● EXERCISE PROMPT
Rewrite the lines of the records below as a numbered list, omitting blank lines, and leave the pictures out of your answer.

# Start of THE DATA

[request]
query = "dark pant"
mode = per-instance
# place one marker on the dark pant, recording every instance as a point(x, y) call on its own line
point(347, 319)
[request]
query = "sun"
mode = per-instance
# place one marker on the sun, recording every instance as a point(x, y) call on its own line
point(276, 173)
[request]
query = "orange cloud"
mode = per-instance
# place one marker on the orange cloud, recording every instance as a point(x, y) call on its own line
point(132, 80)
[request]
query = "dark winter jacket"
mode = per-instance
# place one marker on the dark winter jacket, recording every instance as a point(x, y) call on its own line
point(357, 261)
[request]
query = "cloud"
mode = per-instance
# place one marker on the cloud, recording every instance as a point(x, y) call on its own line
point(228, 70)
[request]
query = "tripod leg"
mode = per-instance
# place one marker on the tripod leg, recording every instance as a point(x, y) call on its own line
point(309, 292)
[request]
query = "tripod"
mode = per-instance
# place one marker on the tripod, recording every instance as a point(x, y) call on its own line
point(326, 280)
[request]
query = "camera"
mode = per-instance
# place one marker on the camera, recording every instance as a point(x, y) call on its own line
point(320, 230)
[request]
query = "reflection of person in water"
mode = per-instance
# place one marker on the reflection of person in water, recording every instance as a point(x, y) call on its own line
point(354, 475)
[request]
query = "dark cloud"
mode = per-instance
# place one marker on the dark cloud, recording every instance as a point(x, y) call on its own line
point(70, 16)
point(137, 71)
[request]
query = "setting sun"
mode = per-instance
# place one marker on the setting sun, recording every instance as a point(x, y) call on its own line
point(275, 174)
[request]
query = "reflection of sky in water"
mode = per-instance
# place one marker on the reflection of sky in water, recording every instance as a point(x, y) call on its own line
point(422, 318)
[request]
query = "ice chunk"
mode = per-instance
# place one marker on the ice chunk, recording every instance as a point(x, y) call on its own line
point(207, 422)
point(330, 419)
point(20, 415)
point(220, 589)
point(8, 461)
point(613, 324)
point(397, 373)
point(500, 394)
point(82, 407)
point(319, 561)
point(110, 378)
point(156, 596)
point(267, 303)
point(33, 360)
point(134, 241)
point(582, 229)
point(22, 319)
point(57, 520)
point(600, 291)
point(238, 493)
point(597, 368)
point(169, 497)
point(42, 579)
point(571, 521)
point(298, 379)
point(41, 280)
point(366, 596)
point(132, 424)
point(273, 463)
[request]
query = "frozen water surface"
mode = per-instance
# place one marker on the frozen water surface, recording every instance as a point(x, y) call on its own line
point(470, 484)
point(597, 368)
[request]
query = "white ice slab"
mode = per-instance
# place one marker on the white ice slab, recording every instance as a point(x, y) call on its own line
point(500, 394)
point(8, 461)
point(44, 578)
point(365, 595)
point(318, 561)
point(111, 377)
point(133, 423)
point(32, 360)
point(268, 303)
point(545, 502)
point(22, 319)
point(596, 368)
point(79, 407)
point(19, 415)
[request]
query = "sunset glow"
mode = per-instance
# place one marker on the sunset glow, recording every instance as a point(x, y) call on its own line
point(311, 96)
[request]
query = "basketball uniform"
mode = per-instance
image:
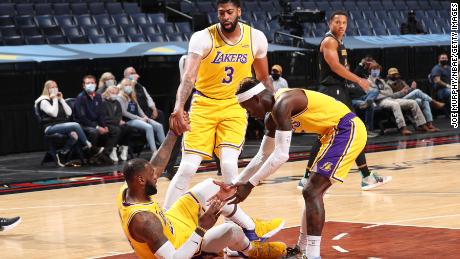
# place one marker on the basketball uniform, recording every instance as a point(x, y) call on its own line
point(178, 222)
point(343, 135)
point(216, 118)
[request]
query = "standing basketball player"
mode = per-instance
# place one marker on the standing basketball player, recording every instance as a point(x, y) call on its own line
point(219, 57)
point(333, 73)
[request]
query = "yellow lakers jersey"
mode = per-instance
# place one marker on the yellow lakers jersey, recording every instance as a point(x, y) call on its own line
point(127, 211)
point(226, 65)
point(321, 114)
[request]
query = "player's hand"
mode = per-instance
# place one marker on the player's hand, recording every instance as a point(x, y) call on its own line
point(224, 192)
point(210, 216)
point(179, 122)
point(242, 192)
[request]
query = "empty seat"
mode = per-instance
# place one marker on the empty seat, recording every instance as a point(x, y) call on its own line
point(140, 18)
point(122, 18)
point(14, 41)
point(114, 8)
point(35, 40)
point(79, 8)
point(57, 39)
point(7, 9)
point(131, 8)
point(65, 20)
point(183, 27)
point(97, 8)
point(62, 8)
point(43, 8)
point(104, 19)
point(25, 9)
point(157, 17)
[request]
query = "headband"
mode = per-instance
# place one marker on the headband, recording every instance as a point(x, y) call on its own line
point(244, 96)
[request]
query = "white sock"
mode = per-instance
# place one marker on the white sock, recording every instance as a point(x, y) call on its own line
point(313, 246)
point(242, 219)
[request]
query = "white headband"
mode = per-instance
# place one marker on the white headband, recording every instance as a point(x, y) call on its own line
point(244, 96)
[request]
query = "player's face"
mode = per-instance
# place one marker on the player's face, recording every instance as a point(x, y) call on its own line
point(229, 15)
point(338, 25)
point(254, 108)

# End of THE DATA

● RESULT
1. [request]
2. query = "dark pant"
3. mode = per-instance
4. # place one marker on the dark pant, recording every instance as a point(x, y) call on its own line
5. point(347, 319)
6. [request]
7. query = "sun"
8. mode = per-instance
9. # place one marker on the sun, recording every instance as a point(x, y) call on its own line
10. point(276, 173)
11. [request]
12. query = "orange cloud"
13. mode = per-instance
14. # place one marker on the orange cloud, recording every instance as a point(x, y) call on its own line
15. point(132, 80)
16. [request]
17. query = "dark winter jacket"
18. mode = per-instance
19. # place one marker on the dark winter jacket, recording every instance as a point(x, y) call on its own line
20. point(357, 261)
21. [request]
22. query = "cloud"
23. mode = per-instance
24. # place one marker on the cloud, recording every instance as a point(x, y) call on its own line
25. point(228, 70)
26. [request]
27. query = "tripod leg"
28. mode = per-instance
29. # place one marker on the tripod leg, recording every instance as a point(x, y) call on its own line
30. point(309, 292)
31. [request]
32. query = "tripod"
33. mode = per-instance
34. # place one marker on the tripod, recording every instance as a point(x, y) call on its own line
35. point(326, 280)
36. [request]
37. query = "camera"
38. mode = per-instance
39. # place one marker on the camera, recording every instance as a point(x, y) call on its own line
40. point(320, 230)
41. [request]
42. query = "reflection of person in water"
43. mode = per-instance
44. # place one marker on the reflection of person in water, recording every instance as a point(x, y) call on its own line
45. point(354, 475)
46. [request]
47. query = "dark cloud"
48. mode = per-instance
49. # place one marker on the dark cloud, recording every instance as a point(x, y) call on its own line
50. point(70, 16)
51. point(137, 71)
52. [request]
53. query = "setting sun"
54. mode = per-instance
55. # place one marker on the setting sun, recording every instance as a point(x, y) call on its own line
56. point(275, 174)
57. [request]
58. query = "reflection of sky in water"
59. mode = per-instance
60. # place one marker on the reflection of sky in water, recording every instance as a point(x, y) call on its own line
61. point(422, 318)
62. [request]
63. query = "ice chunk"
64. mode = per-instance
65. # place one marker on the ice chunk, recording every instance as a point(x, y) call on its own line
66. point(207, 422)
67. point(330, 419)
68. point(20, 415)
69. point(220, 589)
70. point(8, 461)
71. point(613, 324)
72. point(397, 373)
73. point(500, 394)
74. point(82, 407)
75. point(319, 561)
76. point(110, 378)
77. point(156, 596)
78. point(267, 303)
79. point(33, 360)
80. point(134, 241)
81. point(582, 229)
82. point(22, 319)
83. point(57, 520)
84. point(600, 291)
85. point(238, 493)
86. point(597, 368)
87. point(169, 497)
88. point(42, 579)
89. point(571, 521)
90. point(298, 379)
91. point(41, 280)
92. point(366, 596)
93. point(132, 424)
94. point(273, 463)
95. [request]
96. query = "frozen water surface"
97. mode = per-instance
98. # place one marker on the frozen water surface, recording every instance as a point(x, y) call on its own line
99. point(470, 484)
100. point(597, 368)
101. [request]
102. query = "white ice slab"
103. mode = per-instance
104. # place one marker on the white ice slab, recording every instance as a point(x, y) call on its own line
105. point(500, 394)
106. point(8, 461)
107. point(44, 578)
108. point(365, 595)
109. point(318, 561)
110. point(111, 377)
111. point(133, 423)
112. point(32, 360)
113. point(268, 303)
114. point(545, 502)
115. point(22, 319)
116. point(596, 368)
117. point(79, 407)
118. point(19, 415)
119. [request]
120. query = "sunset glow"
121. mode = per-instance
122. # place one marker on the sunset glow, recording every instance as a point(x, y) call on its own line
123. point(311, 96)
124. [request]
125. query = "basketball uniform"
126. mode = per-instance
127. image:
128. # place one marker on the basketball uniform, recording every instance as a point(x, y) call on its own line
129. point(178, 222)
130. point(343, 135)
131. point(216, 118)
132. [request]
133. query = "standing basketball player"
134. mode = per-instance
135. # place one marker on the standing basketball player, recording every instance as a point(x, y) call on its own line
136. point(219, 57)
137. point(333, 73)
138. [request]
139. query = "yellow lakers jersey"
140. mode = per-instance
141. # place one marker on the yellow lakers jersey, recording every instance as a point(x, y) call on its own line
142. point(127, 211)
143. point(226, 65)
144. point(321, 114)
145. [request]
146. query = "player's hand"
147. mode = per-instance
148. # place one marker on the player's hand, recording every instance as a point(x, y) call on its own line
149. point(224, 192)
150. point(210, 216)
151. point(179, 122)
152. point(242, 192)
153. [request]
154. query = "empty seat"
155. mode = per-instance
156. # place one marker on the empty seat, recording every instance as a point(x, y) call on its own line
157. point(140, 18)
158. point(122, 18)
159. point(14, 41)
160. point(114, 8)
161. point(35, 40)
162. point(79, 8)
163. point(57, 39)
164. point(7, 9)
165. point(131, 8)
166. point(65, 20)
167. point(183, 27)
168. point(97, 8)
169. point(62, 8)
170. point(43, 8)
171. point(104, 19)
172. point(25, 9)
173. point(157, 17)
174. [request]
175. query = "headband"
176. mode = per-instance
177. # place one marker on the headband, recording every instance as a point(x, y) call on its own line
178. point(244, 96)
179. [request]
180. query = "white sock"
181. mode = per-instance
182. # place one marker on the white sock, recording every instance as a point(x, y) call on its own line
183. point(313, 246)
184. point(242, 219)
185. [request]
186. query = "white headband"
187. mode = per-instance
188. # place one marker on the white headband, recording every instance as a point(x, y) call on its own line
189. point(244, 96)
190. [request]
191. query = "player's face"
192. mode = per-instance
193. # place one marker on the player's face, recording every instance as a point(x, y) call on its own line
194. point(229, 15)
195. point(338, 25)
196. point(254, 108)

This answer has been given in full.